PAGE TEXT Block Start

Bayesian estimation for association models with multiplicative predictors

I would like to know if it is possible to fit the Lee-Carter model in a Bayesian setting. This model is used to forecast population mortality dynamics and has the following form:
log (\mu_{xt})=\alpha_x+\beta_x \kappa_t ,
where \beta_x and \kappa_t are factors for age and year, respectively. Due to the multiplication of predictors, this model does not fit in the GLM framework and cannot be fitted with the stan_glm function of the rstanarm package. In the frequentist setting, this model can be fitted with the gnm package but I couldn’t find a Bayesian equivalent.

Do you know if this can easily be implemented in Stan?

Thank you very much for your help!

PAGE TEXT Block End
DATA Block Start

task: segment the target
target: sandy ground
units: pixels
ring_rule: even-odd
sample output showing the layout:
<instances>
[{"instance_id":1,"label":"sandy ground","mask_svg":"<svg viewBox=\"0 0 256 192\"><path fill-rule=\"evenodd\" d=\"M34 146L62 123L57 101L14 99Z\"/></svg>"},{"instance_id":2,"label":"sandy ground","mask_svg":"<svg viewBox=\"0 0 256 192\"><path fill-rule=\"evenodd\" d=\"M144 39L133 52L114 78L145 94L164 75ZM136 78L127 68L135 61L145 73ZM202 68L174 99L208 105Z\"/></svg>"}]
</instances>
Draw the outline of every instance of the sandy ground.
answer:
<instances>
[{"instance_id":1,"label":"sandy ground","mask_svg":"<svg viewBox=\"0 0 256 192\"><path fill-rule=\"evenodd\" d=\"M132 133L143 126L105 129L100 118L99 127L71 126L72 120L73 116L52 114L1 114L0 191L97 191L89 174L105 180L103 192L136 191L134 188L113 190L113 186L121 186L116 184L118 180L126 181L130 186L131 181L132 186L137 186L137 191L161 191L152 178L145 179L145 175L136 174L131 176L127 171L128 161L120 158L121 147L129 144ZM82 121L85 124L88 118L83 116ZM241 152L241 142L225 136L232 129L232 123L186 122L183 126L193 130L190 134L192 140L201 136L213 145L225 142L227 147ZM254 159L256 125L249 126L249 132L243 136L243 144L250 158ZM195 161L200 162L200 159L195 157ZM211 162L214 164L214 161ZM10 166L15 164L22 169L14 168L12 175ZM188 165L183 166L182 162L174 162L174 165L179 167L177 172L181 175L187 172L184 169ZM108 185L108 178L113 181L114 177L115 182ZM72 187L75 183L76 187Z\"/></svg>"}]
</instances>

DATA Block End
DATA Block Start

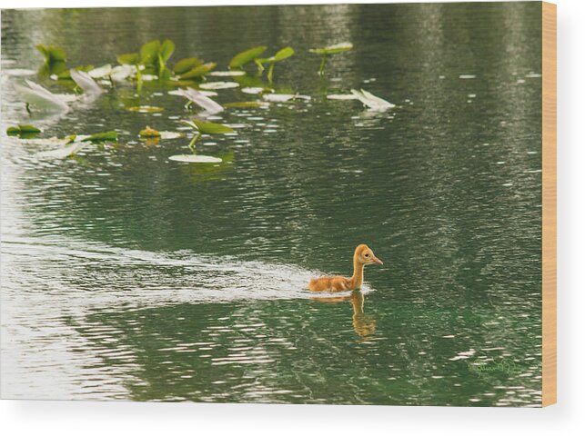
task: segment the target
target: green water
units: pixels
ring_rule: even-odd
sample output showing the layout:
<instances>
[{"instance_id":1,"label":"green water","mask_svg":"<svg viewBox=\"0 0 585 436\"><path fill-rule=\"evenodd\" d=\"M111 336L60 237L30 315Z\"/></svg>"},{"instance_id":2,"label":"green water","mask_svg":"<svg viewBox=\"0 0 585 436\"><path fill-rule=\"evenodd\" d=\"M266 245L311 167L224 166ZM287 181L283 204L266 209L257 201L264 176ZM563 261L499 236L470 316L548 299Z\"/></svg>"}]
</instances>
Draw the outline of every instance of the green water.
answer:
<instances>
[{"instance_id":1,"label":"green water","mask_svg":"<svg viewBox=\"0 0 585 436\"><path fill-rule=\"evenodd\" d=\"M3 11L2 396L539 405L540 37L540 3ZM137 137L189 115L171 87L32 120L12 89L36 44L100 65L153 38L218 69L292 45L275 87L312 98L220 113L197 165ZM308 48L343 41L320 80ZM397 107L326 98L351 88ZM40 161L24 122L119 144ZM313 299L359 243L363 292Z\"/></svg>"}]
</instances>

DATA Block End

§ EXERCISE GOAL: In the forum post on Bayesian estimation above, please rewrite the passage starting at "Bayesian estimation for" and ending after "a Bayesian equivalent.", swapping "frequentist" for "classical".

§ ANSWER TO THIS EXERCISE:
Bayesian estimation for association models with multiplicative predictors

I would like to know if it is possible to fit the Lee-Carter model in a Bayesian setting. This model is used to forecast population mortality dynamics and has the following form:
log (\mu_{xt})=\alpha_x+\beta_x \kappa_t ,
where \beta_x and \kappa_t are factors for age and year, respectively. Due to the multiplication of predictors, this model does not fit in the GLM framework and cannot be fitted with the stan_glm function of the rstanarm package. In the classical setting, this model can be fitted with the gnm package but I couldn’t find a Bayesian equivalent.